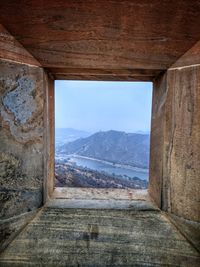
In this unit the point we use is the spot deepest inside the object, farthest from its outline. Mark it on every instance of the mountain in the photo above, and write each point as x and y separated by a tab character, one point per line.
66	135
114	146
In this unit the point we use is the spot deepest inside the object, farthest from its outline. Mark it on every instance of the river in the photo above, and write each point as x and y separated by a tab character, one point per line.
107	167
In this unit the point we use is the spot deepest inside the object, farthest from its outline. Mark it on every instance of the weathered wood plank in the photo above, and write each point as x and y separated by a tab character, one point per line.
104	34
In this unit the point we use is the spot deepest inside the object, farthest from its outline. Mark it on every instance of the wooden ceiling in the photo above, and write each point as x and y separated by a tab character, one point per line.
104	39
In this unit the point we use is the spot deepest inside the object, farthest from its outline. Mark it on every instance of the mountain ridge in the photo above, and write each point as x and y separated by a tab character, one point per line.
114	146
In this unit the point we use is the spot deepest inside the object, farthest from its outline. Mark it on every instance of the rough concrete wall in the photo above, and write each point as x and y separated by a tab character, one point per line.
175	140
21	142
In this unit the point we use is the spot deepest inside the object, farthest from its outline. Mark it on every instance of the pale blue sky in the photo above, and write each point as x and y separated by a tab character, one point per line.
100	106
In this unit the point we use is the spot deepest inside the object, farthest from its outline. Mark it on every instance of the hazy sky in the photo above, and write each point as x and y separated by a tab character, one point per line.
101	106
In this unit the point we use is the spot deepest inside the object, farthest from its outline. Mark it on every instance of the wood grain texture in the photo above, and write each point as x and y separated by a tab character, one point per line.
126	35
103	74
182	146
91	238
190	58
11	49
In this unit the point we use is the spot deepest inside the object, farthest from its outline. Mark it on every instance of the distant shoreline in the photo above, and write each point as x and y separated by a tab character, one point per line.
=-=-=
• **TASK DETAILS**
Line for line, retype the material exactly, omitting any pictures.

• **OUTPUT BELOW**
In this unit the point we use is the spot deepest inside the object, farthest from its outline. Mark it on every instance of the mountain in the photo above, and write each point as x and y separated by a tab character, one point per line.
66	135
114	146
In this unit the point we use is the spot deepest inside the object, farthest from its outline. Mark it on every instance of the river in the photo above, and write each point as x and y separated by a tab character, one point per line.
107	167
In this unit the point we use is the spot deepest inside the object, farthest from its outline. Mark it on every instance of the weathered wood plank in the photo above, and write each point as x and y separated by a tab character, one point per line.
104	34
In this unit the point we use is the spot deepest inside the object, farthest from its outline. Mark it on every instance of the wooden ceiling in the photo above, and write each point as x and y separated by a tab character, one point per line.
104	39
In this unit the point we use is the spot deepest inside the object, farthest from its outline. Mark it on every instance of the mountain ridge in the photo above, and write each point as x and y separated by a tab character, one point per line.
114	146
In this unit the point we use is the spot deepest inside the object, farthest from its outline. Mark it on every instance of the rough concrete wall in the photo above, and write each point as x and y separated by a tab character, one point per line.
175	140
21	142
In this unit the point we use is the spot deepest inside the object, farthest from its outline. Mark it on every instance of the pale blue sky in the photo above, and write each point as x and y separated by a tab character, one point per line.
100	106
In this unit the point we use is the spot deepest inside the object, farthest from its outline. Mark it on every instance of the hazy sky in the photo above, and write each point as x and y separated by a tab character, one point per line.
101	106
In this unit the point we use is the spot deepest inside the object, farthest from its outline. Mark it on every instance of the wood grain texture in the photo above, and write each point as x and y separated by a tab character, one point per line.
126	35
103	74
182	146
91	238
190	58
11	49
In this unit the point we use is the spot deepest inside the object, farthest from its outline. Mark it on every instance of the distant shoreline in the photo above, and write each point as x and y separated by a tab character, one point per line.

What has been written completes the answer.